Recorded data
=== Section Start ===

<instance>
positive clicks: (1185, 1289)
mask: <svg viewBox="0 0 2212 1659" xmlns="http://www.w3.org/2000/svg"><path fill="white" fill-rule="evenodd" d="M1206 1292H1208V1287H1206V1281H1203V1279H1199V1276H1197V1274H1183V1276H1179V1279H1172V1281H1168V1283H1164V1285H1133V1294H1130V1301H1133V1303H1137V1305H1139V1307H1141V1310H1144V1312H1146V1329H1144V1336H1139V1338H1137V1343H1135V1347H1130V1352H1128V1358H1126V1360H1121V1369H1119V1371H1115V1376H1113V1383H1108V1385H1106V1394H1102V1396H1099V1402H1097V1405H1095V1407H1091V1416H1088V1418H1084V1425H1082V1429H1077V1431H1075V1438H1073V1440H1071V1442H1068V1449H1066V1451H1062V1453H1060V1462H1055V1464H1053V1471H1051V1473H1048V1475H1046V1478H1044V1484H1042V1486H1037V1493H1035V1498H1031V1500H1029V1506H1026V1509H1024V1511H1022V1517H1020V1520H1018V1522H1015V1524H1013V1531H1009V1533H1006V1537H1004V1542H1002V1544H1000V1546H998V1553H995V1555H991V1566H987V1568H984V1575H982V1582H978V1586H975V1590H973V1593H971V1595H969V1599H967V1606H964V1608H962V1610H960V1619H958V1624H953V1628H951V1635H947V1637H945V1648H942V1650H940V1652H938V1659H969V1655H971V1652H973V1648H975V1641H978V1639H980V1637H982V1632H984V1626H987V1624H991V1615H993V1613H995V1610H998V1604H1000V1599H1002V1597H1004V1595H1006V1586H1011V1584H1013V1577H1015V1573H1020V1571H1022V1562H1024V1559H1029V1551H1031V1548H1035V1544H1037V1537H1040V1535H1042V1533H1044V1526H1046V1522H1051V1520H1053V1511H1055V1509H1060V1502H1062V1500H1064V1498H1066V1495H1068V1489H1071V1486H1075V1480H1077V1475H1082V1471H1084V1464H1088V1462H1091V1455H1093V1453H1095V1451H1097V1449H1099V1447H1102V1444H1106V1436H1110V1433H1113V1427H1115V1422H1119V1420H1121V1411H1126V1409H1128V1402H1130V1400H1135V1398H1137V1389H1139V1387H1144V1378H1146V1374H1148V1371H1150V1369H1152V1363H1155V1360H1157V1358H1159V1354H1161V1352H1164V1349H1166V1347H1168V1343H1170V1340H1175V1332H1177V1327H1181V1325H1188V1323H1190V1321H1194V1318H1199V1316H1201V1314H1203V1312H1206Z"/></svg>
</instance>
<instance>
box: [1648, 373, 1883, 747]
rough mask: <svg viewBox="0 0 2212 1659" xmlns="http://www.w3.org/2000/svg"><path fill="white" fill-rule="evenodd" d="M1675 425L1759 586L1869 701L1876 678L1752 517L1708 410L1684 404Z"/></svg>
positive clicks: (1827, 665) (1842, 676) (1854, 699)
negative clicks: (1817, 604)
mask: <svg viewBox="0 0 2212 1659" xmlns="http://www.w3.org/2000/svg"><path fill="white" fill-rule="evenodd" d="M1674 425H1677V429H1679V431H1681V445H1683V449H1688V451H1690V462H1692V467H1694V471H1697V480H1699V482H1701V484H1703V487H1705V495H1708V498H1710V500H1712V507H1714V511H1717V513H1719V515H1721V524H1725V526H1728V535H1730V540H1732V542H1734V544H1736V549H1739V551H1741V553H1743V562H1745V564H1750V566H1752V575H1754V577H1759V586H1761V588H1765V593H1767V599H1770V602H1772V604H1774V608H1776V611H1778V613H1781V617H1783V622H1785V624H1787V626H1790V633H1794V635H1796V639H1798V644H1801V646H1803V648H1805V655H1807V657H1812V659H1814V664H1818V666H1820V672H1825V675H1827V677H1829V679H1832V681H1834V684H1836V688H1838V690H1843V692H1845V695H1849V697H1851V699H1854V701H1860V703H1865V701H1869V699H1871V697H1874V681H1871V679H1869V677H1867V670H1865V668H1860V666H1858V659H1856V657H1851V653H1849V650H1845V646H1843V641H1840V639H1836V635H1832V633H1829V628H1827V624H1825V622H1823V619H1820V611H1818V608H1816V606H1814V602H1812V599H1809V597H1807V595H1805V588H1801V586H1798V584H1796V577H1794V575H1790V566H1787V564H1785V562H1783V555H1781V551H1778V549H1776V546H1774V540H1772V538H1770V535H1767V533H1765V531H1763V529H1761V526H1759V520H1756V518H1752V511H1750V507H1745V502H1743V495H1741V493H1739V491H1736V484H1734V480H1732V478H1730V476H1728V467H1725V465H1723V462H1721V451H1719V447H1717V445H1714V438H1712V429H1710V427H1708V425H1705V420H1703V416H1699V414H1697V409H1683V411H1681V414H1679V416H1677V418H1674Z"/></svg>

=== Section End ===

Task instructions: Return all of the material above line for line, leaving every character unchanged.

Output:
<instance>
positive clicks: (1185, 1289)
mask: <svg viewBox="0 0 2212 1659" xmlns="http://www.w3.org/2000/svg"><path fill="white" fill-rule="evenodd" d="M1206 1292H1208V1287H1206V1281H1203V1279H1199V1276H1197V1274H1183V1276H1179V1279H1172V1281H1168V1283H1164V1285H1133V1294H1130V1301H1133V1303H1137V1305H1139V1307H1141V1310H1144V1312H1146V1329H1144V1336H1139V1338H1137V1343H1135V1347H1130V1352H1128V1358H1126V1360H1121V1369H1119V1371H1115V1376H1113V1383H1108V1385H1106V1394H1102V1396H1099V1402H1097V1405H1095V1407H1091V1416H1088V1418H1084V1425H1082V1429H1077V1431H1075V1438H1073V1440H1071V1442H1068V1449H1066V1451H1062V1453H1060V1462H1055V1464H1053V1471H1051V1473H1048V1475H1046V1478H1044V1484H1042V1486H1037V1493H1035V1498H1031V1500H1029V1506H1026V1509H1024V1511H1022V1517H1020V1520H1018V1522H1015V1524H1013V1531H1009V1533H1006V1537H1004V1542H1002V1544H1000V1546H998V1553H995V1555H991V1566H987V1568H984V1575H982V1582H978V1586H975V1590H973V1593H971V1595H969V1599H967V1606H964V1608H962V1610H960V1619H958V1624H953V1628H951V1635H947V1637H945V1648H942V1650H940V1652H938V1659H969V1655H971V1652H973V1648H975V1641H978V1639H980V1637H982V1632H984V1626H987V1624H991V1615H993V1613H995V1610H998V1604H1000V1599H1002V1597H1004V1595H1006V1586H1011V1584H1013V1577H1015V1573H1020V1571H1022V1562H1024V1559H1029V1551H1031V1548H1035V1544H1037V1537H1040V1535H1042V1533H1044V1526H1046V1522H1051V1520H1053V1511H1055V1509H1060V1502H1062V1500H1064V1498H1066V1495H1068V1489H1071V1486H1075V1480H1077V1475H1082V1471H1084V1464H1088V1462H1091V1455H1093V1453H1095V1451H1097V1449H1099V1447H1102V1444H1106V1436H1110V1433H1113V1427H1115V1422H1119V1420H1121V1411H1126V1409H1128V1402H1130V1400H1135V1398H1137V1389H1139V1387H1144V1378H1146V1374H1148V1371H1150V1369H1152V1363H1155V1360H1157V1358H1159V1354H1161V1352H1164V1349H1166V1347H1168V1343H1170V1340H1175V1332H1177V1327H1181V1325H1188V1323H1190V1321H1194V1318H1199V1316H1201V1314H1203V1312H1206Z"/></svg>
</instance>
<instance>
box: [1648, 373, 1883, 747]
rough mask: <svg viewBox="0 0 2212 1659" xmlns="http://www.w3.org/2000/svg"><path fill="white" fill-rule="evenodd" d="M1675 425L1759 586L1869 701L1876 678L1752 517L1708 410L1684 404Z"/></svg>
positive clicks: (1827, 665) (1842, 676) (1854, 699)
negative clicks: (1817, 604)
mask: <svg viewBox="0 0 2212 1659" xmlns="http://www.w3.org/2000/svg"><path fill="white" fill-rule="evenodd" d="M1674 425H1677V429H1679V431H1681V445H1683V449H1688V451H1690V462H1692V467H1694V471H1697V480H1699V482H1701V484H1703V487H1705V495H1708V498H1710V500H1712V507H1714V511H1717V513H1719V515H1721V524H1725V526H1728V535H1730V540H1732V542H1734V544H1736V549H1739V551H1741V553H1743V562H1745V564H1750V566H1752V575H1754V577H1759V586H1761V588H1765V593H1767V599H1770V602H1772V604H1774V608H1776V611H1778V613H1781V617H1783V622H1785V624H1787V626H1790V633H1794V635H1796V639H1798V644H1801V646H1803V648H1805V655H1807V657H1812V659H1814V664H1818V666H1820V672H1825V675H1827V677H1829V679H1832V681H1834V684H1836V688H1838V690H1843V692H1845V695H1849V697H1851V699H1854V701H1860V703H1865V701H1869V699H1871V697H1874V681H1871V679H1869V677H1867V670H1865V668H1860V666H1858V659H1856V657H1851V653H1849V650H1845V646H1843V641H1840V639H1836V635H1832V633H1829V628H1827V624H1825V622H1823V619H1820V611H1818V608H1816V606H1814V602H1812V599H1809V597H1807V595H1805V588H1801V586H1798V584H1796V577H1794V575H1790V566H1787V564H1785V562H1783V555H1781V551H1778V549H1776V546H1774V540H1772V538H1770V535H1767V533H1765V531H1763V529H1761V526H1759V520H1756V518H1752V511H1750V507H1745V502H1743V495H1741V493H1739V491H1736V484H1734V480H1732V478H1730V476H1728V467H1725V465H1723V462H1721V451H1719V447H1717V445H1714V438H1712V429H1710V427H1708V425H1705V420H1703V416H1699V414H1697V409H1683V411H1681V414H1679V416H1677V418H1674Z"/></svg>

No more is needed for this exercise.